Written request
Print the whole listing exactly.

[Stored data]

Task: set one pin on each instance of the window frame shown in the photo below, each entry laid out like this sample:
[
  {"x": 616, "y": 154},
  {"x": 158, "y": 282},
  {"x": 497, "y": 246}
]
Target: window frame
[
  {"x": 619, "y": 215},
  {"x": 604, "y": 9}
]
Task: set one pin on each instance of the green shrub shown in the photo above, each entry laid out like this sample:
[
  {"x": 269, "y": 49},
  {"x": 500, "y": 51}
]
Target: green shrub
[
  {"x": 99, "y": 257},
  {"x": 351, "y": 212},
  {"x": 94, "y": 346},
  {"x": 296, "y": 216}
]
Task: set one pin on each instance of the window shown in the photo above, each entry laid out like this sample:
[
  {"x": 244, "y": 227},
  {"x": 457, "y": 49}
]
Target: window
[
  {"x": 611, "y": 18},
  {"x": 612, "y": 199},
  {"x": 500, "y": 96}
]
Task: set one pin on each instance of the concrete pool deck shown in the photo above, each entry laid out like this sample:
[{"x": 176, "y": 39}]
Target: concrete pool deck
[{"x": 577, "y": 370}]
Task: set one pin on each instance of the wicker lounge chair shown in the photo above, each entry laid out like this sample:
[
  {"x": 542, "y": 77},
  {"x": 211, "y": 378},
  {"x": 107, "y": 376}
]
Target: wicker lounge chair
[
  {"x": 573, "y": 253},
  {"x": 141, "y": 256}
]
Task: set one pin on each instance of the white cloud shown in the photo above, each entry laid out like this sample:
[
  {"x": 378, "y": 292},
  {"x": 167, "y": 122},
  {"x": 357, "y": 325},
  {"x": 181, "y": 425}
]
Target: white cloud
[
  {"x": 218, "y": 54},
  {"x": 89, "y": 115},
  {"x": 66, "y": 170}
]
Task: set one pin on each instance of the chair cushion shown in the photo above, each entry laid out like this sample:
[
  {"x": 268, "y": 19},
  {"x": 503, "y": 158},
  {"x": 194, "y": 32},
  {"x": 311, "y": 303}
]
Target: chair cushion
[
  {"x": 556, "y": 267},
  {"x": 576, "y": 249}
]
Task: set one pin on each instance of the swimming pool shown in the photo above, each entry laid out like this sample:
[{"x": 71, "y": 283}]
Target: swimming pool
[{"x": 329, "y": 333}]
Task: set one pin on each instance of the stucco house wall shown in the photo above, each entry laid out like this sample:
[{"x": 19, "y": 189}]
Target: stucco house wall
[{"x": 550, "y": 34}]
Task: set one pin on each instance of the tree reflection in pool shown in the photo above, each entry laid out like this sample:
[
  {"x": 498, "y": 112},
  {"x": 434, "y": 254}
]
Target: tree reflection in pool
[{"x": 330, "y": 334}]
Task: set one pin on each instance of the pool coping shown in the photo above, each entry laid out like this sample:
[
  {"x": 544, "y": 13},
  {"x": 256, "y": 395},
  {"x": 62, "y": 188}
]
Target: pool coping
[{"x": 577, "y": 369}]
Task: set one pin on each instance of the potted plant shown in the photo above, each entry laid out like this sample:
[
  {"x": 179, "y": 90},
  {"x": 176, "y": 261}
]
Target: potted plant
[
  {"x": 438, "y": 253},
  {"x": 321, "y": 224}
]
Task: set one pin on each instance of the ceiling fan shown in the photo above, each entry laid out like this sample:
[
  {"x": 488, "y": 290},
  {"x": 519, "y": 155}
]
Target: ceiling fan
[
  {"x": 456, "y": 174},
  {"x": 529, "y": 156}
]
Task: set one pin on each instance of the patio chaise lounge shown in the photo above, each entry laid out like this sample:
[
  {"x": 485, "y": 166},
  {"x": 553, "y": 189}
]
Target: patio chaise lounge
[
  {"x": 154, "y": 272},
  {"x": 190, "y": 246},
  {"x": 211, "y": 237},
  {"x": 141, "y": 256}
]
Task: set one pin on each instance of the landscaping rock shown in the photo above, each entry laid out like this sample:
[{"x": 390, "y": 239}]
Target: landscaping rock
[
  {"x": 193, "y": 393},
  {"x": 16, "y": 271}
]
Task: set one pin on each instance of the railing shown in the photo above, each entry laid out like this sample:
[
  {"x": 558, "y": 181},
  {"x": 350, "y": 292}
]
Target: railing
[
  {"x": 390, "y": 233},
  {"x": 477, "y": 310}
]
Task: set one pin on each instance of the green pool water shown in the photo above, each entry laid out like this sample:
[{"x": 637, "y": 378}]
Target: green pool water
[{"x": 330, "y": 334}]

Answer for this exercise
Task: set one pin on each instance of the window frame shown in the photo below, each entry laid out like this sample:
[
  {"x": 616, "y": 154},
  {"x": 158, "y": 282},
  {"x": 497, "y": 246}
]
Target: window frame
[
  {"x": 619, "y": 215},
  {"x": 604, "y": 9}
]
Task: set one pin on each instance of the green shrub shown in the photo above, each entry laid out like this sample:
[
  {"x": 269, "y": 49},
  {"x": 500, "y": 51}
]
Target: green shrub
[
  {"x": 99, "y": 257},
  {"x": 351, "y": 212},
  {"x": 94, "y": 346},
  {"x": 296, "y": 216}
]
Task: set one pin on each instance of the window shown in the photo above, each entry laid out like this sample:
[
  {"x": 244, "y": 227},
  {"x": 457, "y": 49}
]
Target: window
[
  {"x": 611, "y": 18},
  {"x": 612, "y": 199},
  {"x": 500, "y": 96}
]
Task: set one pin on each instance of the concrete pool deck shown in the photo above, each entry laid out like this sample:
[{"x": 176, "y": 39}]
Target: concrete pool deck
[{"x": 577, "y": 370}]
Task: set one pin on each instance of the wicker lounge chair shown in the photo above, each entry laid out like this sample:
[
  {"x": 542, "y": 77},
  {"x": 211, "y": 378},
  {"x": 107, "y": 376}
]
Target: wicker lounge chair
[
  {"x": 573, "y": 253},
  {"x": 141, "y": 256}
]
Task: set one pin on each instance of the white cloud shown in the photo above, each entry laid out like this sample:
[
  {"x": 378, "y": 292},
  {"x": 167, "y": 122},
  {"x": 357, "y": 325},
  {"x": 181, "y": 425}
]
Target: white cloud
[
  {"x": 218, "y": 54},
  {"x": 89, "y": 115},
  {"x": 66, "y": 170}
]
Task: set one pin on each instance of the chair cushion shown in the photo above, each entry laid out like this sample:
[
  {"x": 268, "y": 19},
  {"x": 503, "y": 158},
  {"x": 194, "y": 32},
  {"x": 311, "y": 303}
]
Target: chair cushion
[
  {"x": 556, "y": 267},
  {"x": 576, "y": 249}
]
Task: set one pin on each instance of the swimming pool shown in the photo above, each entry laid out like this sample:
[{"x": 71, "y": 283}]
Target: swimming pool
[{"x": 329, "y": 333}]
Task: set one pin on each instance of the stucco house wall shown in the photo above, each entry laid out like this sample:
[{"x": 19, "y": 189}]
Target: stucco house wall
[{"x": 550, "y": 34}]
Task: set one pin on each instance of the tree reflection in pool shown in the photo above, each entry laid out like this sample:
[
  {"x": 498, "y": 112},
  {"x": 434, "y": 254}
]
Target: tree reflection in pool
[{"x": 330, "y": 334}]
Task: set one pin on each instance of the pool coping shown in the photo above, each entry laid out like this sample:
[
  {"x": 544, "y": 13},
  {"x": 256, "y": 395},
  {"x": 62, "y": 188}
]
Target: pool coping
[{"x": 577, "y": 369}]
Task: set one pin on each instance of the potted plant shown in the photo above, each entry laid out like this sample:
[
  {"x": 179, "y": 90},
  {"x": 176, "y": 261}
]
Target: potted plant
[
  {"x": 438, "y": 253},
  {"x": 321, "y": 224}
]
Task: set one pin on each instance of the ceiling fan shown in the photo above, each entry laid out like this sample:
[
  {"x": 488, "y": 290},
  {"x": 519, "y": 155}
]
Target: ceiling fan
[
  {"x": 456, "y": 174},
  {"x": 529, "y": 156}
]
Task: set one pin on each instance of the patio chaise lounge shown in the photo above, each entry laid out like this sample:
[
  {"x": 485, "y": 166},
  {"x": 553, "y": 189}
]
Target: patio chaise lounge
[
  {"x": 154, "y": 272},
  {"x": 190, "y": 246},
  {"x": 211, "y": 237},
  {"x": 141, "y": 256}
]
Task: set one pin on each instance of the landscaping rock shown in the photo above, each entry laid out like this sample:
[{"x": 390, "y": 239}]
Target: landscaping rock
[
  {"x": 193, "y": 393},
  {"x": 16, "y": 271}
]
Task: set one pin on each instance of the railing shown in the photo above, each entry laid out like this sample:
[
  {"x": 558, "y": 181},
  {"x": 350, "y": 292}
]
Target: railing
[
  {"x": 390, "y": 233},
  {"x": 477, "y": 310}
]
Task: set one pin on each instance of the green pool water shown in the photo above, each entry laid out like this sample:
[{"x": 637, "y": 378}]
Target: green pool water
[{"x": 330, "y": 334}]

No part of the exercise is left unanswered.